Restate verbatim the span of lines below between the line with "Complete each <instance>" and the line with "box: [196, 240, 217, 374]", including those two lines, and only that span.

**PROVIDED DATA**
- Opening Delimiter -

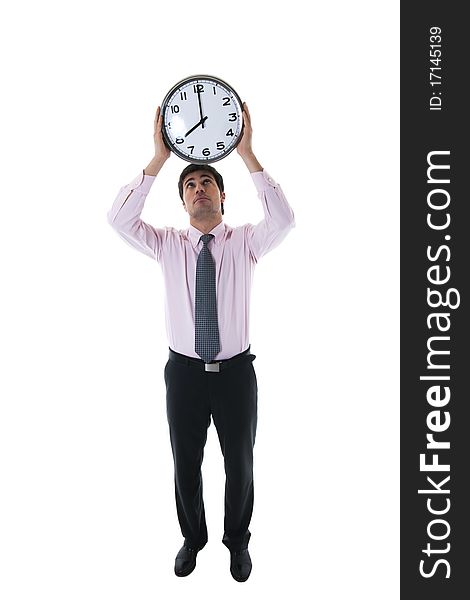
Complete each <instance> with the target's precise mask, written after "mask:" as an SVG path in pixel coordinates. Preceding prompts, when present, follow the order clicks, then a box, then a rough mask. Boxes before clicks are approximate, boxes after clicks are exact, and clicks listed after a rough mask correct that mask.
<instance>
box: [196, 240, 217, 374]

- Closing Delimiter -
- Opening Delimiter -

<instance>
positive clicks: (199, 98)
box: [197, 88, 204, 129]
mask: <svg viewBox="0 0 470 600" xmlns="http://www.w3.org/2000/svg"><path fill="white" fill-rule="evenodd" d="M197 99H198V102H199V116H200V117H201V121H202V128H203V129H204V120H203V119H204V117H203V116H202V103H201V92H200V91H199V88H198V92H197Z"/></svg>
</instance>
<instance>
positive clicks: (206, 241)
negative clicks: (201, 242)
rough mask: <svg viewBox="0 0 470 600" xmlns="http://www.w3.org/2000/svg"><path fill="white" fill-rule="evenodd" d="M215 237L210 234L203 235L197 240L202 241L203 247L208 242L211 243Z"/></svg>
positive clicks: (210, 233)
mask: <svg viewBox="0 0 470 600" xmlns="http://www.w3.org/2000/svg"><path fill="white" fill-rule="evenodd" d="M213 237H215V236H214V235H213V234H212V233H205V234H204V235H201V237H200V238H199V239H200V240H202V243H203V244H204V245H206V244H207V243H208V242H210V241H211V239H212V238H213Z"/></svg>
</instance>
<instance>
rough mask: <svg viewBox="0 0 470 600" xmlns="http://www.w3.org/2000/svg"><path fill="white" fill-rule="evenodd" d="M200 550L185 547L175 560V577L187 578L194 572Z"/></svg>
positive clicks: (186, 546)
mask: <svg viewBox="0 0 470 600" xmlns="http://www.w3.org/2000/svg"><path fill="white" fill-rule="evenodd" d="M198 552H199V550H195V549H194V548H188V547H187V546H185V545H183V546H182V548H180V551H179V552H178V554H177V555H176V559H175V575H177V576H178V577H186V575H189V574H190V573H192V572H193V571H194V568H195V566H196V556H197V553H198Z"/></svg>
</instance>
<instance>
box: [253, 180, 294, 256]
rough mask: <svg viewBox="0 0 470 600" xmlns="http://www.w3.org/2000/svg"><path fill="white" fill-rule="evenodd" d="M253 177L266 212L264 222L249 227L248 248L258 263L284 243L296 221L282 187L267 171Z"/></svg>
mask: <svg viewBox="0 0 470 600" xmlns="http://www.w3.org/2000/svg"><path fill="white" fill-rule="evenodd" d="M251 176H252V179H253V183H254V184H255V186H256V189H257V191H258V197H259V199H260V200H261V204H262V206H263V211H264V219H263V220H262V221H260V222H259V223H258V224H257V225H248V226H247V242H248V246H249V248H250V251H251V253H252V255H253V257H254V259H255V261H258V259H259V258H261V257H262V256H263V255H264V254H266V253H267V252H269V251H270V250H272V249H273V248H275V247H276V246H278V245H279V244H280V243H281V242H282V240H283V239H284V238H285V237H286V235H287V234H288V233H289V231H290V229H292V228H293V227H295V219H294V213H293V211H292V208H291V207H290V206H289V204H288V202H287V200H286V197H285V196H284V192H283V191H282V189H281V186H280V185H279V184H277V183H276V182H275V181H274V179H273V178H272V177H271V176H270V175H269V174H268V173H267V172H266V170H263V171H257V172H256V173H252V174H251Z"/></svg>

- Closing Delimiter -

**ANSWER TO THIS PROBLEM**
Complete each <instance> with the target's precise mask, written after "mask:" as an SVG path in pixel coordinates. Preceding prompts, when present, follow the order clicks, then a box, then a rough mask. Boxes before clicks are approximate, boxes after clicks are exact, and clicks listed after a rough mask correct that mask.
<instance>
box: [196, 240, 217, 374]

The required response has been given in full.